Start Article

Why Server-Side Data Is Better Data Than Google Analytics Data
If you work for a publisher or manage a website in general, you’re probably really familiar with Google Analytics. Even if you haven’t used it, you’ve most likely been exposed to it because of its near-universal use across 91.93% of sites on the internet.
While Google Analytics offers a full suite of metrics for free, there are still some limitations within GA’s script-level data, and common misconceptions still exist.
What’s more, the inaccuracy and limitations of the data that can be collected by Google Analytics is especially important to understand for publishers that rely on traffic to generate website revenue.
Today, I’m going to walk you through some of these issues with script-level data and show you why server-side data can potentially help you avoid them altogether. I’ll also highlight what data you can access at the server-side level and how to view this kind of data for free.
What is server-side data on a website?
Server-side data is exactly what the name hints at—data that is collected at or near the server. But what does that actually mean?
To answer that question, first I need to describe how an internet host connects to the internet. It has an Internet Protocol address (IP address). The DNS (Domain Naming System) is the system that helps translate websites like www.example.com into an IP address that a computer can read “22.214.171.124”.
Here’s a breakdown of exactly how it works.
- The web-browser knows you wrote example.com into the address bar.
- Your computer then uses DNS to retrieve the current nameservers for example.com.
- The site’s public nameservers; ns1.example.com and ns2.example.com are retrieved.
- Your computer asks our nameservers for the address record for example.com.
- The site’s public nameservers respond back with the IP address 126.96.36.1998
- Your computer sends a request to that IP address along with the page you’re requesting.
- The web server hosting example.com then sends your web-browser the requested page.
All of the above steps happen almost instantaneously.

End Article
Start Data provided

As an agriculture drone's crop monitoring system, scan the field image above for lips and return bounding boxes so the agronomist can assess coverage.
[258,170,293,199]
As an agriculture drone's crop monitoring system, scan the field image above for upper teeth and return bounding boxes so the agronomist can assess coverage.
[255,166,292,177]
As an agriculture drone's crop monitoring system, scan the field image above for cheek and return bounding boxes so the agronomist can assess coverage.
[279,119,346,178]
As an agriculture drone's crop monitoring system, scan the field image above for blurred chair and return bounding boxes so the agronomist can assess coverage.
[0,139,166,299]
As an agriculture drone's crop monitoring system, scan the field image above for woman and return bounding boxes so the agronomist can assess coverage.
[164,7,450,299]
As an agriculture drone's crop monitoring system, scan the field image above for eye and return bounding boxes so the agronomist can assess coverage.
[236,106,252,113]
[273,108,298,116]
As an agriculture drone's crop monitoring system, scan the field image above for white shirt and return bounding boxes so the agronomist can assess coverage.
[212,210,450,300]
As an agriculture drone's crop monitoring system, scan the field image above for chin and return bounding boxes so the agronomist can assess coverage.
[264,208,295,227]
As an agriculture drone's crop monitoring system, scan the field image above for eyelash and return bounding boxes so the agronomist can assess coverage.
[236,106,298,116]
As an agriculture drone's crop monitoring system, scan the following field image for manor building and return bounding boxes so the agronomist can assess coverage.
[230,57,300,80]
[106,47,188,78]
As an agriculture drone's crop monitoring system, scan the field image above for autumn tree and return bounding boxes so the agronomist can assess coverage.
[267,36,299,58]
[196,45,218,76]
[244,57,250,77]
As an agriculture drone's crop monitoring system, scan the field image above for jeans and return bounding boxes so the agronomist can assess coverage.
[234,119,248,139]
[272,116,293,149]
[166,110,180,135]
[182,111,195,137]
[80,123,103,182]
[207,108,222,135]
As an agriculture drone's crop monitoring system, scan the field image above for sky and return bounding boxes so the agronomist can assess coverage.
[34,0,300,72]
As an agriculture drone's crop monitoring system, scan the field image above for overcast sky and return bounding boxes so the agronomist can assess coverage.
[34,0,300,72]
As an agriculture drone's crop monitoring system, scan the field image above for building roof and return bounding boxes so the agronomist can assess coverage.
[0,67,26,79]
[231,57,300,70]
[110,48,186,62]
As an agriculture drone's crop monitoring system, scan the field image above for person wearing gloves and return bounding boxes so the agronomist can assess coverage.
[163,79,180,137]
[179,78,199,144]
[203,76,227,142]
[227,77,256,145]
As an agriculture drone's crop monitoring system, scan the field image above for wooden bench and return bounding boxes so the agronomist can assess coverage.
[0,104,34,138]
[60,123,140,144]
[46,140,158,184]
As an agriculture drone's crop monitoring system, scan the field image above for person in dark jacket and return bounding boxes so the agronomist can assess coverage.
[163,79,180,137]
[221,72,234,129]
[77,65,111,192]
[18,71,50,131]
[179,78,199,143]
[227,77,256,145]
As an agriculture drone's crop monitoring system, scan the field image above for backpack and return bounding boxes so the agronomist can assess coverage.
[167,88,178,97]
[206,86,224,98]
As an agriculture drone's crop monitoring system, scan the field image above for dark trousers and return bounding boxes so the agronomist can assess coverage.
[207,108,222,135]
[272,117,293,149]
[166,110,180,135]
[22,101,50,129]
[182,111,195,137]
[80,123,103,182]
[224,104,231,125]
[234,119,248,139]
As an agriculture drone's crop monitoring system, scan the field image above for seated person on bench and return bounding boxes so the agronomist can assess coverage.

End Data provided

Set of tasks =
a) According to the article on server-side data, what percentage of sites on the internet use Google Analytics?
b) Please proceed with the article on server-side data versus Google Analytics from the point where it stops.

Responses for each task =
a) 91.93%

b)
As a publisher, you most likely pay for a web hosting provider (Bluehost, AWS, Host Gator, GoDaddy, etc). These hosts provide you a server so the series of files, images, and HTML codes that make up your website have a place to be stored online.
Server-side data comes into play when you incorporate a CDN or other technology into your site that sits at the server-level. When a publisher points a website’s nameservers “ns1.example.com and ns2.example.com” to nameservers other than the host, that party becomes a proxy. This can be seen as a relay point, mirror, or channel that the page requests now pass through, like a ghost through a wall.
Ezoic’s technology, all CDN’s, and other technologies used by publishers site between the web host and the web visitor requests. This allows traffic to move quickly as requests are made because they don’t require a page to load or be called in order to modify or augment the request.
What is client-side (script data), like Google Analytics?
Google Analytics is an example of a script or “tag” that you place on the pages of your site to track visitor behavior.
Note: Many websites now use Google Tag Manager instead of only adding Google Analytics, so instead of this code you would look for the Google Tag manager code.
When a visitor hits a site and the core CSS runs, the third-party Google Analytics tag executes according to the site’s rules, and the visitor data is processed according to the specific specifications or rules on that site (for example, GDPR compliant sites may not collect certain forms of data until cookie consent is given).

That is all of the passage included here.